(CHALLENGE 1) Please repeat word for word the part of the passage on payment and delivery of securities starting at "In addition, in" and ending at "to the Company.".
(CHALLENGE 2) Translate this sentence from the passage on payment and delivery of securities into Spanish: "The Company shall deliver the Initial Securities and the Option Securities, if any, through the facilities of The Depository Trust Company."

(EXCERPTED PASSAGE)
________________________
In addition, in the event that any or all of the Option Securities are purchased by the Underwriters, payment of the purchase price for, and delivery of one or more global certificates for such Option Securities shall be made at the above-mentioned offices, or at such other place as shall be agreed upon by the Representative and the Company, on each Option Closing Date as specified in the notice from the Representative to the Company.

 

Payment shall be made to the Company by wire transfer of immediately available funds to a single bank account designated by the Company, in each case against delivery to the Representative for the respective accounts of the Underwriters of the Securities to be purchased by them. It is understood that each Underwriter has authorized the Representative, for their accounts, to accept delivery of, receipt for, and make payment of the purchase price for, the Initial Securities and the Option Securities, if any, which it has agreed to purchase.  The Representative, individually and not as representative of the Underwriters, may (but shall not be obligated to) make payment of the purchase price for the Initial Securities or the Option Securities, if any, to be purchased by any Underwriter whose funds have not been received by the Closing Date or the relevant Option Closing Date, as the case may be, but such payment shall not relieve such Underwriter from its obligations hereunder.  The Company shall deliver the Initial Securities and the Option Securities, if any, through the facilities of The Depository Trust Company.
________________________
Records:

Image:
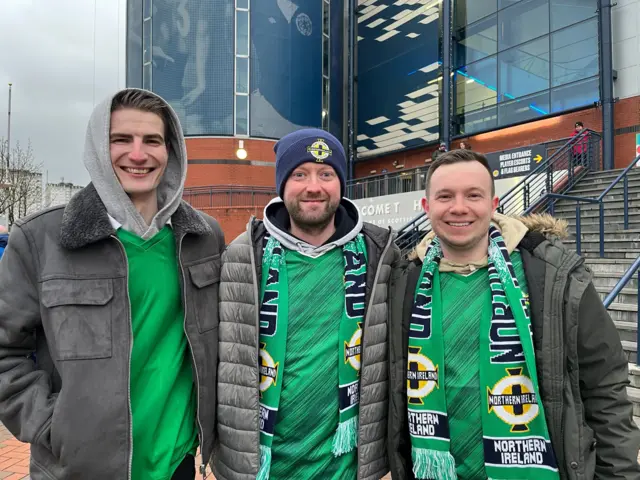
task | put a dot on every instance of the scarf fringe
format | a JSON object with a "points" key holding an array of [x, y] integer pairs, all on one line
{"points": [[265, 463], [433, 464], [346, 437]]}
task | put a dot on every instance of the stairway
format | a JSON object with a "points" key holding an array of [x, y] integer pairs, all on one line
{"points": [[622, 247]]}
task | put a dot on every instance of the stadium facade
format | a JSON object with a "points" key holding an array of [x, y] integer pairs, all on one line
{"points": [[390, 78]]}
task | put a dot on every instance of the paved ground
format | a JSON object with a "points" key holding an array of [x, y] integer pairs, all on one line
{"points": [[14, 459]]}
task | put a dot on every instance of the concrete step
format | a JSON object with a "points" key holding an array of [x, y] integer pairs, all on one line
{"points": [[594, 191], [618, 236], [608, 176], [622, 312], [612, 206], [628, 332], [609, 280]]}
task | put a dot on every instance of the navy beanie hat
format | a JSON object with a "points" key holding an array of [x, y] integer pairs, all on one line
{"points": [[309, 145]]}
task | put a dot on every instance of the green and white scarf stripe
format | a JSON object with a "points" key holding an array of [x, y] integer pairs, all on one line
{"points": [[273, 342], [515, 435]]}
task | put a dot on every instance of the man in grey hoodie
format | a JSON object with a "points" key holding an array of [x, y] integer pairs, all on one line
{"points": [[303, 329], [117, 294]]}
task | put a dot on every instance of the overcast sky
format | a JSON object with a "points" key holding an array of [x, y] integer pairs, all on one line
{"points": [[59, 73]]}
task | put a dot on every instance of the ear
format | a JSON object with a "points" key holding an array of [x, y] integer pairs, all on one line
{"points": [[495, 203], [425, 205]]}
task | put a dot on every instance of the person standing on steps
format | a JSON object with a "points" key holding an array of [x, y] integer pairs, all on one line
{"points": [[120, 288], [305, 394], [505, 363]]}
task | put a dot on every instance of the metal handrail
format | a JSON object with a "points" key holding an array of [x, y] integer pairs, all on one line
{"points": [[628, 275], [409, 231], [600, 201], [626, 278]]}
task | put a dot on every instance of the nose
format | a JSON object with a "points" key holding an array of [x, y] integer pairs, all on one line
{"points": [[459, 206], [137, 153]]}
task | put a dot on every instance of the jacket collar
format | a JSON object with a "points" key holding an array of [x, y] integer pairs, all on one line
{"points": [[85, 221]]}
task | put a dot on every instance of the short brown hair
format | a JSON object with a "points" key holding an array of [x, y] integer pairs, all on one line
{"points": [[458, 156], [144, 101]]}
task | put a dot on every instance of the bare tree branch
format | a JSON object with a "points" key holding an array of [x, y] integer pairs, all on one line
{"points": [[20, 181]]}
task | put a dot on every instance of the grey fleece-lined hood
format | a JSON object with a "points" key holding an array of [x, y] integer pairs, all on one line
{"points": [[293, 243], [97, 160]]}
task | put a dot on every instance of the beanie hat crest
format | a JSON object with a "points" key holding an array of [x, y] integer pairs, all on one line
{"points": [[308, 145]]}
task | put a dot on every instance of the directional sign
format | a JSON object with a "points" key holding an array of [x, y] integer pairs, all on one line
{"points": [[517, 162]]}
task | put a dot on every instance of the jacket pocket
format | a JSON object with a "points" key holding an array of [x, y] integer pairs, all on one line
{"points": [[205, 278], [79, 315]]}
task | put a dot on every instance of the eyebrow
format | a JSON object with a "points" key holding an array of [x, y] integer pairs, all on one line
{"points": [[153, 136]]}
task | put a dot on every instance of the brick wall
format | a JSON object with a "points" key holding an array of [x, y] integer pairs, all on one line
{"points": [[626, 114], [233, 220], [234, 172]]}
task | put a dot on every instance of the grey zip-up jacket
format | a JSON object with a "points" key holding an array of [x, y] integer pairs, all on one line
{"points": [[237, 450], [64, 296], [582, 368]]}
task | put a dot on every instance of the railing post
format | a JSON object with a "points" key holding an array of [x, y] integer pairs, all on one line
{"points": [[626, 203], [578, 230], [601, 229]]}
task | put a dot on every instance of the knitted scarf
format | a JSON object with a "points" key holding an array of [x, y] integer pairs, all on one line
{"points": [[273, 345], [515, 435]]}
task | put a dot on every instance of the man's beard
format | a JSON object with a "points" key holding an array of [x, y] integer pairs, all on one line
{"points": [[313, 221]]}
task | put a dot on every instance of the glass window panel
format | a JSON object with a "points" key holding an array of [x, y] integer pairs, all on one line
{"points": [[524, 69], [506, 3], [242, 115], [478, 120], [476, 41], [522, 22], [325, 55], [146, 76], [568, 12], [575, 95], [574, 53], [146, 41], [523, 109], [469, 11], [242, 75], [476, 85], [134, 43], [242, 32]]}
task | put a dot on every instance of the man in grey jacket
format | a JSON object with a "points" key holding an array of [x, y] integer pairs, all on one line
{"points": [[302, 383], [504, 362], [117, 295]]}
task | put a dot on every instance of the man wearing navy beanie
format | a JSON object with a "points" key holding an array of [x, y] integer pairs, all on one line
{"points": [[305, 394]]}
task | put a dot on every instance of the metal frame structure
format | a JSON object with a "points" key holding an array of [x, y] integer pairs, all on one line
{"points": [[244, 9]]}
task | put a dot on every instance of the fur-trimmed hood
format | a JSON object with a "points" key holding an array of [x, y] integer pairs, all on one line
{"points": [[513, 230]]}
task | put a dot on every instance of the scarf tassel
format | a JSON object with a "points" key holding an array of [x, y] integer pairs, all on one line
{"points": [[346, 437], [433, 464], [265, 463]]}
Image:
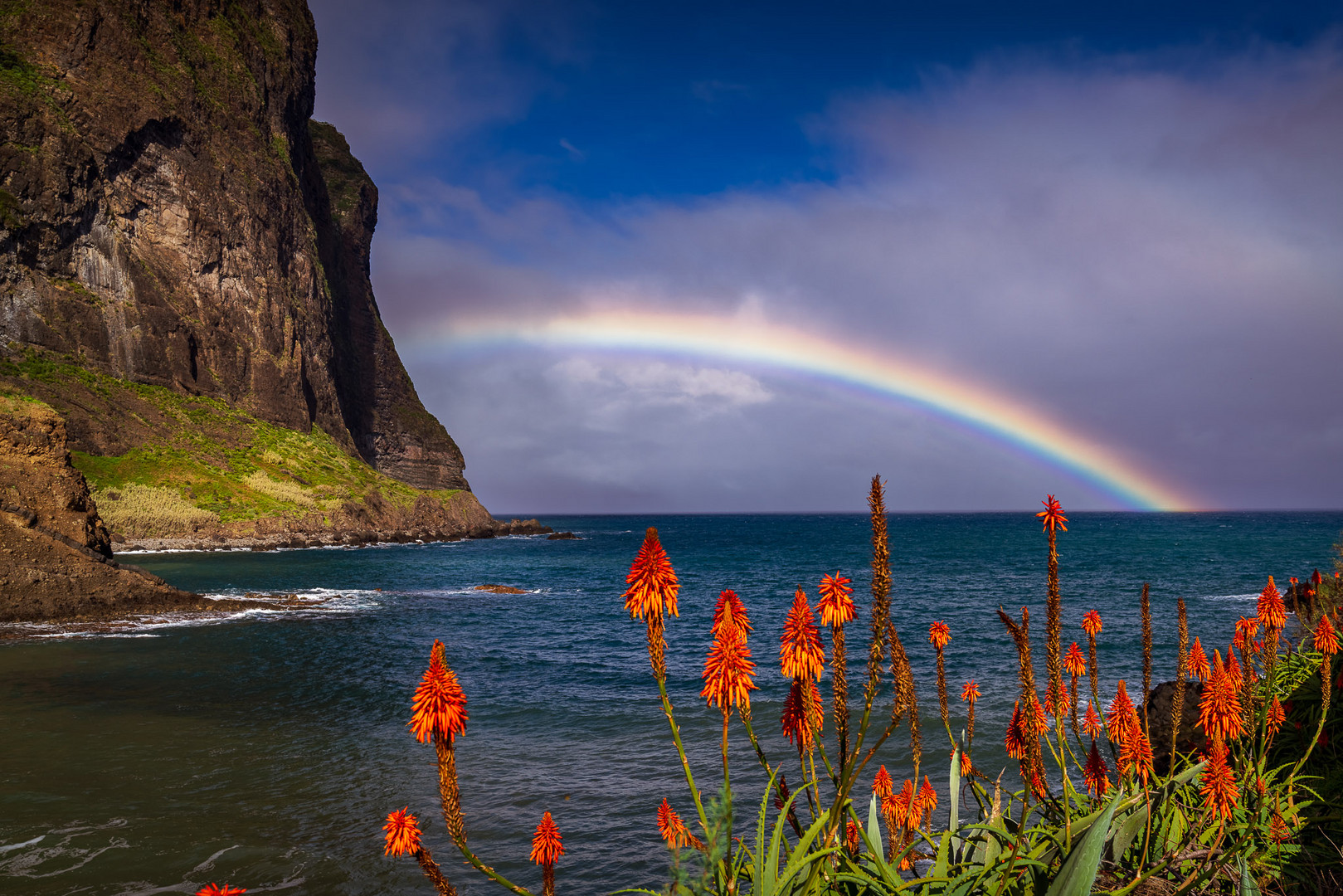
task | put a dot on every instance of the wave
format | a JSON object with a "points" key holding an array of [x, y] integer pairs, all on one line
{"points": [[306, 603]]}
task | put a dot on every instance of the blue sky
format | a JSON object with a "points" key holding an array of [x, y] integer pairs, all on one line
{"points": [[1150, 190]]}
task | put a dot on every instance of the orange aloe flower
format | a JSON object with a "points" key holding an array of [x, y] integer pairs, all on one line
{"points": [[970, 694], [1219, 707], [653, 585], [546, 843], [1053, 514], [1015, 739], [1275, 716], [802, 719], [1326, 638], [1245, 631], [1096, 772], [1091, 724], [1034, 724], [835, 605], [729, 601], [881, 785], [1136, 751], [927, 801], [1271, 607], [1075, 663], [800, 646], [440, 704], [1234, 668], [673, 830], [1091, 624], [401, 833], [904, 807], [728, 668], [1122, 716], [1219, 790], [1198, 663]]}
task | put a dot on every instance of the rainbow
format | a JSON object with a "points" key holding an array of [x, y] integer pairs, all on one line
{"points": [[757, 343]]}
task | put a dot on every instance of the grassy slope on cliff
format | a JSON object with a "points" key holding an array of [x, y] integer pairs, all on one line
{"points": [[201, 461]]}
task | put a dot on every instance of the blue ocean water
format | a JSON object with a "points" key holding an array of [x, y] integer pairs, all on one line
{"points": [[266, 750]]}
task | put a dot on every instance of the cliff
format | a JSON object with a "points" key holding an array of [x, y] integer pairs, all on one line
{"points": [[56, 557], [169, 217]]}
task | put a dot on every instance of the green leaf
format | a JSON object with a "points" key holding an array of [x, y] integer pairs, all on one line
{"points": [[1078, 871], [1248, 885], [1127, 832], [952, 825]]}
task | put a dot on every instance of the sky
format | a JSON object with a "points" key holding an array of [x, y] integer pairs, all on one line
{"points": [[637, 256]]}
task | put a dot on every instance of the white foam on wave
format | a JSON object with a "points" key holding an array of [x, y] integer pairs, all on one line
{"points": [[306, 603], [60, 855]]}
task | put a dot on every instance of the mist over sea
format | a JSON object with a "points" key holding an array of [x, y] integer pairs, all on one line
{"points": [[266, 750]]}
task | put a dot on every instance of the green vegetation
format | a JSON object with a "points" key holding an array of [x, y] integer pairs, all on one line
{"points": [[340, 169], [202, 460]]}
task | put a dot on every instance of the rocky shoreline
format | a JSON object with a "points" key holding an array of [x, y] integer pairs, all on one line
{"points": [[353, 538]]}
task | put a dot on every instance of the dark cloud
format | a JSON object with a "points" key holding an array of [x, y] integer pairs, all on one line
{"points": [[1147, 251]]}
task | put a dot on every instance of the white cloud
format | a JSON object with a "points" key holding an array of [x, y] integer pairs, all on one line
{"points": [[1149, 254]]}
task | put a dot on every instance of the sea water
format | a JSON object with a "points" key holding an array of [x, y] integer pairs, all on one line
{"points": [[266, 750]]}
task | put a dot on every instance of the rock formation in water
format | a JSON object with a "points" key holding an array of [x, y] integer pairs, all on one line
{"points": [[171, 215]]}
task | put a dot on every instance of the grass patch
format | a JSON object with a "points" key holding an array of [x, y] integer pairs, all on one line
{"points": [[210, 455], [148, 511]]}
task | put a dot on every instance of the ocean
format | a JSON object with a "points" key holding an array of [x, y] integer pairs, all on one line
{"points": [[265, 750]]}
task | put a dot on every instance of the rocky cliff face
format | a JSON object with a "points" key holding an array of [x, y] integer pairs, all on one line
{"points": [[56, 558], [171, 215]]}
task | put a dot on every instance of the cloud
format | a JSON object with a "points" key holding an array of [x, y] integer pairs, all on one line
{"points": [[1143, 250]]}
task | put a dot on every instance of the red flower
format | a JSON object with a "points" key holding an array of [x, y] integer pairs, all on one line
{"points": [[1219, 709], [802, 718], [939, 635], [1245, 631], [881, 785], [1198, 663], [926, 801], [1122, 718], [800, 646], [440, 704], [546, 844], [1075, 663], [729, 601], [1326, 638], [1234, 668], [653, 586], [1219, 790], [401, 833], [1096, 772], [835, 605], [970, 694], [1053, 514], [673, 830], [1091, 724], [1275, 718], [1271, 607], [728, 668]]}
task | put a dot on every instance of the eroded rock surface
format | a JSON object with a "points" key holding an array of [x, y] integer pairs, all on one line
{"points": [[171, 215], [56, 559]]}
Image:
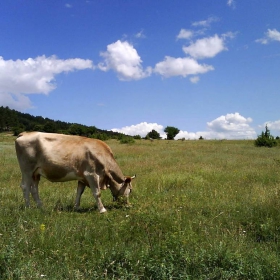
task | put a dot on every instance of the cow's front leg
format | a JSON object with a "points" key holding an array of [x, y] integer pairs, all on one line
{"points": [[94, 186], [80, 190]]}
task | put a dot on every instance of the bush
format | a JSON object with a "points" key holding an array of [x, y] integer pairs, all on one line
________________________
(WRITTEN RESPONSE 1)
In addition, in the event that any or all of the Option Securities are purchased by the Underwriters, payment of the purchase price for, and delivery of one or more global certificates for such Option Securities shall be made at the above-mentioned offices, or at such other place as shall be agreed upon by the Representative and the Company, on each Option Closing Date as specified in the notice from the Representative to the Company.

(WRITTEN RESPONSE 2) La Compañía entregará los Valores Iniciales y los Valores de Opción, si los hubiera, a través de las instalaciones de The Depository Trust Company.